▶ **Passage provided**:
++++++++++++++++++++

At this time we were still mistakenly under the impression that our visa gave us permission to work so we contacted employment bureaus looking for jobs. Jonny went for a few interviews but it was pretty obvious that there were not many people who wanted a 66 year old boilermaker. Then one of the young ladies at an employment agency asked if our immigration visa gave us the right to work and we told her ‘yes’ as this is what we believed. She told us that we would need a letter from the immigration department stating that fact and we told her we would get one. We wrote to the department and immediately got a reply saying that we were not allowed to work. We had come into the country on a business visa and so we were only allowed to conduct a business and not allowed to get a job as such. We had thought that they had told us that we could work but I suppose looking back on it now they had meant that we would be allowed to work once our permanent residence was granted. So now we had to change our way of thinking and start looking for some form of business to do. The bowling machine that Jonny hoped to promote and get into the market was still on the high seas so we needed something else to do meanwhile.

We decided to find out what the income tax department required if we were to set up a contracting business and I phoned the head office. I was put through to a very helpful young lady who suggested that they send a representative around to our house to talk the matter over with us. I did not much like this idea as, lets face it, no one likes the tax man and I was nervous of such a meeting but she was quite insistent. I told her that we had not decided what we wanted to do and tried to wriggle out of it by saying that we did not want to be a nuisance but she was friendly but firm and an appointment was made.

++++++++++++++++++++

▶ **What you should do**: In the passage above, condense the paragraph beginning "We decided to find out what the income tax department required" into a shorter version that keeps its main facts.

++++++++++++++++++++

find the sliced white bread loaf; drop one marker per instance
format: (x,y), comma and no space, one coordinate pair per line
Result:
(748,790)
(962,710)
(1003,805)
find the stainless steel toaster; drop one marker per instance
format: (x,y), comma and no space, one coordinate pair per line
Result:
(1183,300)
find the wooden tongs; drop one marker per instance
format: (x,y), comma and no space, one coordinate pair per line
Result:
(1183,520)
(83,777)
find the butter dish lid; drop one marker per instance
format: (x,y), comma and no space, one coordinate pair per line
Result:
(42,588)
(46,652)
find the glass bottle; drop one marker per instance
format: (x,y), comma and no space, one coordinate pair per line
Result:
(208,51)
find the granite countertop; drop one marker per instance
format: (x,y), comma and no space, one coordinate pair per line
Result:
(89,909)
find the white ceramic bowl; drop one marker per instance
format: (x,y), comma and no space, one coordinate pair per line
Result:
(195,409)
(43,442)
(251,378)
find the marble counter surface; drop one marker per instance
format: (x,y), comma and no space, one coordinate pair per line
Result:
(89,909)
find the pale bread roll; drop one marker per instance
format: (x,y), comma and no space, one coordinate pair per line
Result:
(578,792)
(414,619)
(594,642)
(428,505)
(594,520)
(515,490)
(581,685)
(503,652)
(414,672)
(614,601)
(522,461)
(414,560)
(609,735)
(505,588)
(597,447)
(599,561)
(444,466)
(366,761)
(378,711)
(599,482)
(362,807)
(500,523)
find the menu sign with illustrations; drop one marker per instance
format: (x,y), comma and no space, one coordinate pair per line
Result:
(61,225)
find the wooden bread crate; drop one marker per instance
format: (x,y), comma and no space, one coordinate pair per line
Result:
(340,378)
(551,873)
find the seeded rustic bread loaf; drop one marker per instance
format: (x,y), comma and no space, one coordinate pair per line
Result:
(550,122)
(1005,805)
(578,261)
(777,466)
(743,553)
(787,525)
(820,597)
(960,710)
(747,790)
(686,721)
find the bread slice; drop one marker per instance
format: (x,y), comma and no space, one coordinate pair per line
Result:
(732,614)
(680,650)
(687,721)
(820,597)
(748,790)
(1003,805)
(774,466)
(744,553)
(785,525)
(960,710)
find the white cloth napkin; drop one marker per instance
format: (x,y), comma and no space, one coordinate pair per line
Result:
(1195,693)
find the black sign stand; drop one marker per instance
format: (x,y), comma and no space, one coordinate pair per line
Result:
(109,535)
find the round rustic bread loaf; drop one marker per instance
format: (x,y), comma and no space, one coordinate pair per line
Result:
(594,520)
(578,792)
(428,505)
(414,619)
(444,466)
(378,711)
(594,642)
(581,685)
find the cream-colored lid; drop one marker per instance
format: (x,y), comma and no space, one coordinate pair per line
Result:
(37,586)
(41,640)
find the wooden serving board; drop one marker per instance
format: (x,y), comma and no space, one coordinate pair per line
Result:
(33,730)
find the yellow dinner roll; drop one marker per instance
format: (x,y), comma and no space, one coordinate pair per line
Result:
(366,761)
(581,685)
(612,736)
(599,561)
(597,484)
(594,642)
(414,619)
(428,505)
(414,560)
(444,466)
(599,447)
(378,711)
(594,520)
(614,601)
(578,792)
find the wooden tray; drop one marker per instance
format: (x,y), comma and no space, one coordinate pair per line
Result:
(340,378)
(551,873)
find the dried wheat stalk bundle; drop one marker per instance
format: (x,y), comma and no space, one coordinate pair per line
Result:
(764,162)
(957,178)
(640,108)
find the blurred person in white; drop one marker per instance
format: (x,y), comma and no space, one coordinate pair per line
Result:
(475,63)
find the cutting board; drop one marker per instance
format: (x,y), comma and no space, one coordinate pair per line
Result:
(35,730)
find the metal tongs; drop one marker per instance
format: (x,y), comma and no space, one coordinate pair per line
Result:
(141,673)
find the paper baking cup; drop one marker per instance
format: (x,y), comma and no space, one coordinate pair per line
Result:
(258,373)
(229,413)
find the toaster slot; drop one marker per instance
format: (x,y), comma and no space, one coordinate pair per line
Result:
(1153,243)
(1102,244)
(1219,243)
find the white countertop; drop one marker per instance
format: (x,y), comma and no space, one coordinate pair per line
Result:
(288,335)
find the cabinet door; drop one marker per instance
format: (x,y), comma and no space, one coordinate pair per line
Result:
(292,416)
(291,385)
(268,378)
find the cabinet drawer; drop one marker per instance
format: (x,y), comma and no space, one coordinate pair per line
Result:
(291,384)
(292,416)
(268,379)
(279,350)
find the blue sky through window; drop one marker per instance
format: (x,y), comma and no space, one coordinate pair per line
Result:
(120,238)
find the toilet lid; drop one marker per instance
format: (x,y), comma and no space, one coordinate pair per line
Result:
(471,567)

++++++++++++++++++++

▶ **Expected output**: To learn what the income tax department required for setting up a contracting business, I phoned its head office. A helpful young lady suggested sending a representative to our house to discuss it. Nervous about meeting the tax man, I tried to avoid this by saying we had not yet decided what to do and did not want to be a nuisance. She remained friendly but firm, and an appointment was made.